* _RECORD EXCERPTS_:
########################################
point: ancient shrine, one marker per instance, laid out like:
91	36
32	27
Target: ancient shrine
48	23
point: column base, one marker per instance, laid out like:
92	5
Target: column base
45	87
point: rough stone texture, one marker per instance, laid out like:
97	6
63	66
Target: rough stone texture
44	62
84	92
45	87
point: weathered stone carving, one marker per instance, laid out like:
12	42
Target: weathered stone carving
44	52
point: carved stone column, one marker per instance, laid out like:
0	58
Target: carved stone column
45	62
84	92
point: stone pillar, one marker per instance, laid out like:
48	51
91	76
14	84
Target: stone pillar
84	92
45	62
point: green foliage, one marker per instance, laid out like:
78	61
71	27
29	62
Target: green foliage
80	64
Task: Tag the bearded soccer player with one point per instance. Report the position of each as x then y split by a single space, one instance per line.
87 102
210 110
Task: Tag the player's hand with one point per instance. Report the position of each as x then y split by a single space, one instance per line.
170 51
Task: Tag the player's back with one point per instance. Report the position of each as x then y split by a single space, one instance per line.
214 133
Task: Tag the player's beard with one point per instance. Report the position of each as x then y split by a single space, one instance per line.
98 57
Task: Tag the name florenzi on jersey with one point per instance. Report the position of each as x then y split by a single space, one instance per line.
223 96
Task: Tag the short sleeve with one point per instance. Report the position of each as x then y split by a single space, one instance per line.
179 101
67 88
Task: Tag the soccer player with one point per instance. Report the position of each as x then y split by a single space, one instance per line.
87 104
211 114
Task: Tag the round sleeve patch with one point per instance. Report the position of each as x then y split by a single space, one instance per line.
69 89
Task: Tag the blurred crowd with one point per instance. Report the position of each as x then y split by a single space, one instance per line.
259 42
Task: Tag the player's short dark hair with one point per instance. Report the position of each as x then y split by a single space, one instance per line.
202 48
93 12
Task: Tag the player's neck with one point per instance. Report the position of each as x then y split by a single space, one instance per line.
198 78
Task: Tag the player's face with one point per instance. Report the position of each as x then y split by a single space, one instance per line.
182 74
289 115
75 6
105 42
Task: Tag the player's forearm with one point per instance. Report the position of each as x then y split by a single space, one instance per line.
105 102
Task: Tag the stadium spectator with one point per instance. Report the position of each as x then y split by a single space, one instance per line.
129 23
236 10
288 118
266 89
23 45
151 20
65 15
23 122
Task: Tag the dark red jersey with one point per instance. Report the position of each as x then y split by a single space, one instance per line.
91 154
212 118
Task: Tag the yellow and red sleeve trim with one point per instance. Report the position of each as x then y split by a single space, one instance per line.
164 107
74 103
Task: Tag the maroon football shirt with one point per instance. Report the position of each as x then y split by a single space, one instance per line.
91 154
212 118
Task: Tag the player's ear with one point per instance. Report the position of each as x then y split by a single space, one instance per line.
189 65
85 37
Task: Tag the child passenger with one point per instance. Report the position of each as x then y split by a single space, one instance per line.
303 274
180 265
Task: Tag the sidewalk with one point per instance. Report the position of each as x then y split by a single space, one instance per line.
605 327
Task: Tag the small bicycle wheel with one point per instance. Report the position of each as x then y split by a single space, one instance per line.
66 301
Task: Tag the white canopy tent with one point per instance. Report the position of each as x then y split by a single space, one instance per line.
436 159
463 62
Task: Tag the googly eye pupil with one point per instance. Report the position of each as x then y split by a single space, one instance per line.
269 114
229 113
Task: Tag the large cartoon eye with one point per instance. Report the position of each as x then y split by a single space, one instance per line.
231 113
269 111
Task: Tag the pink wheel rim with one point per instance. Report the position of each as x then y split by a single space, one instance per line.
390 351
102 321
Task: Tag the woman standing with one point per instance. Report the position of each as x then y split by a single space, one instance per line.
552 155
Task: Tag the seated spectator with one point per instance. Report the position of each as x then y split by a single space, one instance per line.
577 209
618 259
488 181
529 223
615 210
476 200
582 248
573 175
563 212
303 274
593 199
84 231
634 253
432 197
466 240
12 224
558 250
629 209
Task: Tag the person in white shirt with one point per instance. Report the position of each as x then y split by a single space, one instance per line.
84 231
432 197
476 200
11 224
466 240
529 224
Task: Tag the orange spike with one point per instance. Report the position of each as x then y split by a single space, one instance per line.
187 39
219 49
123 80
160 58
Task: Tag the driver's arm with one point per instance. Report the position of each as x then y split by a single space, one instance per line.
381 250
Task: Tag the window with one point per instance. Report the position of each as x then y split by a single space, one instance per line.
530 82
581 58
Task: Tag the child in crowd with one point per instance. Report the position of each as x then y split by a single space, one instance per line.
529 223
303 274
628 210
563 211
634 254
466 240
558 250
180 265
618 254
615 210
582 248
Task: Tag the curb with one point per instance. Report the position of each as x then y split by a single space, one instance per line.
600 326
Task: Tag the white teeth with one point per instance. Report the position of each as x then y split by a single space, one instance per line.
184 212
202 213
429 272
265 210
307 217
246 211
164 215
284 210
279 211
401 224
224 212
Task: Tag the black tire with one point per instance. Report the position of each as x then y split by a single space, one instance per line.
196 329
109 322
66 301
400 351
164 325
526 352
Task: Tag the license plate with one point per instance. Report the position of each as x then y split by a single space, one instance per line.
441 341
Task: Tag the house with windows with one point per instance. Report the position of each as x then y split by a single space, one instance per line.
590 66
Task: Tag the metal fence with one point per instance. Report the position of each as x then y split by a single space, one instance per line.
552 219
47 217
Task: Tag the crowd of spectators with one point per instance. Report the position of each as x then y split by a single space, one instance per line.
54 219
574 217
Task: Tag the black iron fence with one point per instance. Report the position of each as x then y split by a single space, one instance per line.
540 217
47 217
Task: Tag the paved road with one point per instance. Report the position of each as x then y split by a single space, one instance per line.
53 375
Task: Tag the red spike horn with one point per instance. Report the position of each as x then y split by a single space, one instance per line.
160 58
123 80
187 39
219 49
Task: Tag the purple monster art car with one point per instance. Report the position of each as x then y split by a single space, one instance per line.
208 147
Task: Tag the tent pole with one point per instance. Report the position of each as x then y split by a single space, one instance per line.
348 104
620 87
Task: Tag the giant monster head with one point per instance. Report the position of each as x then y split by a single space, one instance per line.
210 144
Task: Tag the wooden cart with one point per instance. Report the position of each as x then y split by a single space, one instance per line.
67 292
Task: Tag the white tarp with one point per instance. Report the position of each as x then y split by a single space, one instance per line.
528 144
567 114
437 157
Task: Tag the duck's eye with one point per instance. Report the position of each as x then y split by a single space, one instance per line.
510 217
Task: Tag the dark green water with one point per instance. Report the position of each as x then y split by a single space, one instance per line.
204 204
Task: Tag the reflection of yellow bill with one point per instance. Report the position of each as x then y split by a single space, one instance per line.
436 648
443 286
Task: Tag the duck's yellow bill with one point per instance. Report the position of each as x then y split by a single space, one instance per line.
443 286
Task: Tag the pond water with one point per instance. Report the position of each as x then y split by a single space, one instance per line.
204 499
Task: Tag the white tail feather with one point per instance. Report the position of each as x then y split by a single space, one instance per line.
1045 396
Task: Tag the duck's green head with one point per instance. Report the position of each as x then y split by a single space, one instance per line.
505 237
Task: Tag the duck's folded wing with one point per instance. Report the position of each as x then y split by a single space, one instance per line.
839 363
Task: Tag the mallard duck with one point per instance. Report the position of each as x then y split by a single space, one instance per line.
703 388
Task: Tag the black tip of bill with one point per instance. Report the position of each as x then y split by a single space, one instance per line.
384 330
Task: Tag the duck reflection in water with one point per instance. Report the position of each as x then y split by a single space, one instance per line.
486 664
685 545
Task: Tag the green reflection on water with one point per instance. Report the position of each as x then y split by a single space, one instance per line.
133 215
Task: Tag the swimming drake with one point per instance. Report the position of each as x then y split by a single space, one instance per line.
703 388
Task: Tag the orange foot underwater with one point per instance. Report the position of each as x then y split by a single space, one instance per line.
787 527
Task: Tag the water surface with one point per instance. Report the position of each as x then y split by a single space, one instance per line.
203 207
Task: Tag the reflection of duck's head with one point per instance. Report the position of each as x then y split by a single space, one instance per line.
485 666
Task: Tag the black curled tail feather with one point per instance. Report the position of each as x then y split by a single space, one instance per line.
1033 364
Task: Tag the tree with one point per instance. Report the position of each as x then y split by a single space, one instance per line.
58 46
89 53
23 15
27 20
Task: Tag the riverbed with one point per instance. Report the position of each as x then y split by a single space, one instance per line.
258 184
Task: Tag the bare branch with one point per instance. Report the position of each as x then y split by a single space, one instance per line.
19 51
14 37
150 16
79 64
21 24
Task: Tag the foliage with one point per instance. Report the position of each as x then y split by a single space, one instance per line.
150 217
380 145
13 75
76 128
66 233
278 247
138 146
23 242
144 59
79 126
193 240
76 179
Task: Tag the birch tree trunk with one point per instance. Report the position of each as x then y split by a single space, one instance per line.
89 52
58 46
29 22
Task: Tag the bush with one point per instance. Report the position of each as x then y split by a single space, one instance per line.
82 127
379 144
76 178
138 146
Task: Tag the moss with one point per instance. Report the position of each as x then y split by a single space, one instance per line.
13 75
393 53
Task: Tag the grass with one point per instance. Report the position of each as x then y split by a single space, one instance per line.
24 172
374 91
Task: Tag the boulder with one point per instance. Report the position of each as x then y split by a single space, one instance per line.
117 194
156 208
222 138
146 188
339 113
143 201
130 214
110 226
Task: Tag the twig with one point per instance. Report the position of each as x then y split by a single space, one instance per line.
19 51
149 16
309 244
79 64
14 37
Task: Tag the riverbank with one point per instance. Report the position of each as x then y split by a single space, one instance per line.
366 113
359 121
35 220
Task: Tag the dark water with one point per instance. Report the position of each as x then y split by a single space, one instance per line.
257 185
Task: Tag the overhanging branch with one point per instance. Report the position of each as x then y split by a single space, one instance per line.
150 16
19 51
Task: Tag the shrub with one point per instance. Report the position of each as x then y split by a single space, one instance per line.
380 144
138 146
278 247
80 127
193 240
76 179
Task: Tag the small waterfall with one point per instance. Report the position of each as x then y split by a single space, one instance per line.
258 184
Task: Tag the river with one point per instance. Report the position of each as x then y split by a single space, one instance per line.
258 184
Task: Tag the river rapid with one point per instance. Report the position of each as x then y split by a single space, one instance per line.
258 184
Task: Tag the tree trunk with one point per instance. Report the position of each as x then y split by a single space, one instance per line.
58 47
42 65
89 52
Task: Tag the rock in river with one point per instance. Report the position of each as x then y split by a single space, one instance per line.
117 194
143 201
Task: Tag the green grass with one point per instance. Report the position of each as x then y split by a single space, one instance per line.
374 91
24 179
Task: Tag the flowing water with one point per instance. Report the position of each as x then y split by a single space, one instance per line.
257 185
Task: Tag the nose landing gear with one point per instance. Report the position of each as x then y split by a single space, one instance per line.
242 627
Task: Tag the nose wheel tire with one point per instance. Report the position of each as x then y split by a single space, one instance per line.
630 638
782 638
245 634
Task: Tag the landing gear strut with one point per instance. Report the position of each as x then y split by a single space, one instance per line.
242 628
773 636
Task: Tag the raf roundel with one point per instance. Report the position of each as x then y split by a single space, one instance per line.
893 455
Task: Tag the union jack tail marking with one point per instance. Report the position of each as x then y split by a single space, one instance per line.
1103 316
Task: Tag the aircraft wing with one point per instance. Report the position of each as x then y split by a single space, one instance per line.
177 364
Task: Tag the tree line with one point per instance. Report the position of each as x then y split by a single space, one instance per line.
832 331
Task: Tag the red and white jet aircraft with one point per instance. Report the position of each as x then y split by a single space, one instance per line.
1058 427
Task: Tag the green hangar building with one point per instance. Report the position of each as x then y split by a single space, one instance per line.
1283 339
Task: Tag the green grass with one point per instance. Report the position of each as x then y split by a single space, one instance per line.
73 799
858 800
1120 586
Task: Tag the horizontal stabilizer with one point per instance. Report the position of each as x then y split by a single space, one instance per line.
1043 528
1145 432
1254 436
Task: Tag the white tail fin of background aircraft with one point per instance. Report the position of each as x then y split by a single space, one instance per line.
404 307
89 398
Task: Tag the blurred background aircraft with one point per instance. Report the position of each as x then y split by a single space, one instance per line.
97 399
########################################
* _WHAT THIS TASK INVOLVES_:
Put every line from the one containing "Task: Tag the green hangar" through the end of the rows, inclusive, into a Markdown table with the columns Number and Line, leaving out any blank lines.

* _ANSWER BELOW_:
| Number | Line |
|---|---|
| 1 | Task: Tag the green hangar building with one point per instance. Report the position of each as x then y split by a single space, one instance per line. |
| 2 | 1283 339 |
| 3 | Task: Tag the green grass with one point per instance. Report the position of each as x then y split by a single space, one instance per line. |
| 4 | 73 799 |
| 5 | 858 800 |
| 6 | 1120 586 |
| 7 | Task: Tag the horizontal stabilizer with one point per instance. Report the position of each as x then y split by a single space, one instance per line. |
| 8 | 1043 528 |
| 9 | 1145 432 |
| 10 | 1254 436 |
| 11 | Task: Tag the white tail fin of background aircraft with one point per instance. Report the position of each as x then y split by a single space, one instance per line. |
| 12 | 404 307 |
| 13 | 89 398 |
| 14 | Task: Tag the blurred background aircraft with one point per instance. Report the position of each as x then y split by a single space, one instance per line. |
| 15 | 97 399 |